▶ REQUEST:
Rescale the entries from the line holding "the red banner." through the line holding "x=295, y=592", inclusive, by writing out only those lines again, request included, with every x and y coordinate in the answers multiplied by 1.05. Round each result to a whole number, with halves rounded up.

************

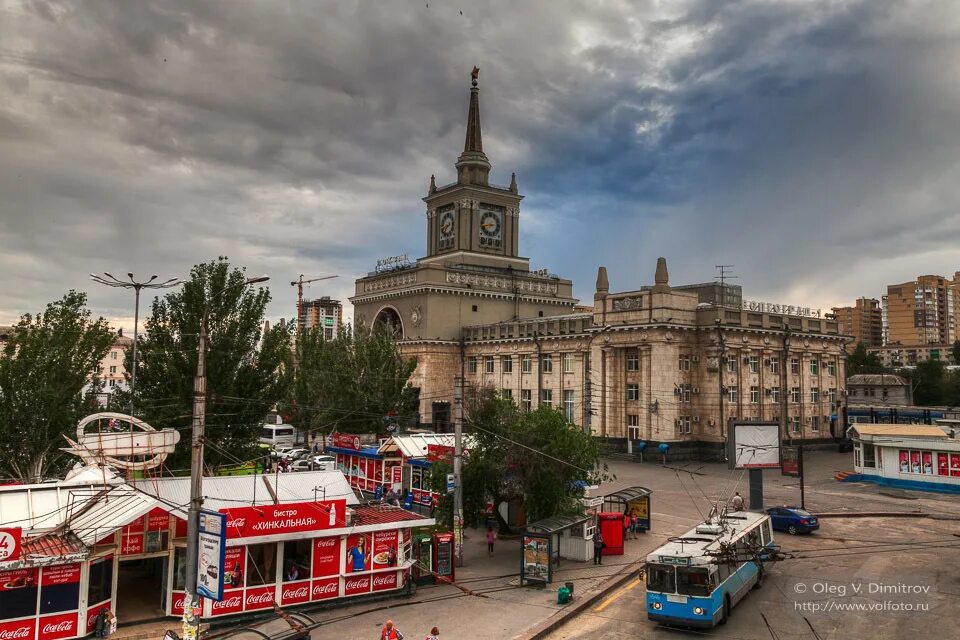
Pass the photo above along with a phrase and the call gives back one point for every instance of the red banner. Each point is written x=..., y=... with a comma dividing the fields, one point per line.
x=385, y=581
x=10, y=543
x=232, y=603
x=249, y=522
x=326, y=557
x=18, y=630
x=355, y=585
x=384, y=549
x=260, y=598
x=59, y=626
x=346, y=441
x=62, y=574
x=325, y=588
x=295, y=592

************

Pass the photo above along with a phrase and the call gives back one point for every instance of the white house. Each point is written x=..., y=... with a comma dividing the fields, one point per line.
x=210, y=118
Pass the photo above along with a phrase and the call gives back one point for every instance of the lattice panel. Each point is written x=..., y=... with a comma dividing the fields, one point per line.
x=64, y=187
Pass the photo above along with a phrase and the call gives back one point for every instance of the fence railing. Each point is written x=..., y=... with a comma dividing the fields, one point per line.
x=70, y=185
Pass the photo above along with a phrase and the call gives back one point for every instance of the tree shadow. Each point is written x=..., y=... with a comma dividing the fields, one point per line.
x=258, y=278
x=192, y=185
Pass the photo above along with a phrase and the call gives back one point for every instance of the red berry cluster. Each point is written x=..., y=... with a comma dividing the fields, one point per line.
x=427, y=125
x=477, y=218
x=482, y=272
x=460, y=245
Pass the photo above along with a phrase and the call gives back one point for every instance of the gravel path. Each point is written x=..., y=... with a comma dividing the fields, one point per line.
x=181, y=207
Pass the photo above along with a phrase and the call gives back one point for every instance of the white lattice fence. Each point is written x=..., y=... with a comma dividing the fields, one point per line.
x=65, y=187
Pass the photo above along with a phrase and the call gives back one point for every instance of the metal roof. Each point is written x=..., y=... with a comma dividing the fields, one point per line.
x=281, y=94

************

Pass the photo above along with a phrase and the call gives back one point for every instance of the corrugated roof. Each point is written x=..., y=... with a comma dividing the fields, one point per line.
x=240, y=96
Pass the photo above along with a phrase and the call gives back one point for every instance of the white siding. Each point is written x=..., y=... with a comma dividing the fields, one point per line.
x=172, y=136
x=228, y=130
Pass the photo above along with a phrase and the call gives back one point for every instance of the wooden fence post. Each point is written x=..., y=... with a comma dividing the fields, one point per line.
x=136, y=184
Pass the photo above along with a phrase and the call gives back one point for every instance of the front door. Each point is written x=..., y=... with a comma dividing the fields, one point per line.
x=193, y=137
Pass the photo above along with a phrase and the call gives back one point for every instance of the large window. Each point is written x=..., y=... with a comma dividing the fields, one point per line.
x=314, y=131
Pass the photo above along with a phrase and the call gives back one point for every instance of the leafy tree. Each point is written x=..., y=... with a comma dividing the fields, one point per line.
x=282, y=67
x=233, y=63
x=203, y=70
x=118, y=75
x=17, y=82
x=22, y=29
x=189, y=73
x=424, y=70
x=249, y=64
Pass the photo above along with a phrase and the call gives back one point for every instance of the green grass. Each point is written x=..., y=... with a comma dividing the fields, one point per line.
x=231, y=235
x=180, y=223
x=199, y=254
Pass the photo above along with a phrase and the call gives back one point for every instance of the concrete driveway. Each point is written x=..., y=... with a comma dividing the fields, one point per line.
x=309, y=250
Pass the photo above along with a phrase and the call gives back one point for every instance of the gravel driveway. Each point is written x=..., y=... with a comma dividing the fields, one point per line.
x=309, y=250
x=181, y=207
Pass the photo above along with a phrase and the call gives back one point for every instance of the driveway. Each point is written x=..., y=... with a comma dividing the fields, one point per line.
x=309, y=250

************

▶ COMPLETE RESPONSE:
Pass the photo above along with a phrase and the call gives back one point for every instance of the red banner. Each point is written x=..., y=... with a comma dividing the fields, one point per line.
x=404, y=610
x=11, y=570
x=244, y=633
x=261, y=548
x=342, y=585
x=19, y=662
x=373, y=614
x=403, y=576
x=273, y=628
x=62, y=657
x=363, y=463
x=65, y=603
x=341, y=617
x=310, y=622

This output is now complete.